Okay. I gave up. But somehow Margaret Atwood nailed what it was like to be a birthmother in the Baby Scoop Era. Secrecy reigned in the adoption industry then. Hell, secrecy still reigns in many ways. Anyway, Atwood’s fictional vision and the real life Baby Scoop are quite similar. Young fertile unmarried women were coerced into giving up their babies to those society deemed more worthy under the burgeoning theocracy known as the United States of America.

In the last episode of season 1 Jeannine is about to be stoned by her sister handmaids for the crime of endangering a child. She took her baby from its adoptive parents and nearly succeeding in hurling both herself and the baby off a bridge. In an act of civil disobedience not one of the handmaids will hurl the first stone. This communal act is what made me weep.

There was very little support for birthmothers in 1970 when I had my son. I labored and delivered alone. And after signing the papers, there was no mourning. The entire experience was a deep dark secret. End of story. For two decades, anyway. After watching that last episode, there’s now a scene In my head in an adoption agency with a contingent of birthmothers, and no one will pick up the pen.

■ **Activity**:
Answer these questions about the excerpt above:
1. In which era does the excerpt say Margaret Atwood captured what it was like to be a birthmother?
2. For what crime is Jeannine about to be stoned in the last episode of season 1?
3. In what year did the writer have a son?

■ **Records**:
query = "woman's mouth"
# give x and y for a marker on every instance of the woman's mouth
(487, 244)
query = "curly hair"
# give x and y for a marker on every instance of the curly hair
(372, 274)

■ **Exercise answer**:
1. The Baby Scoop Era.
2. Endangering a child.
3. 1970.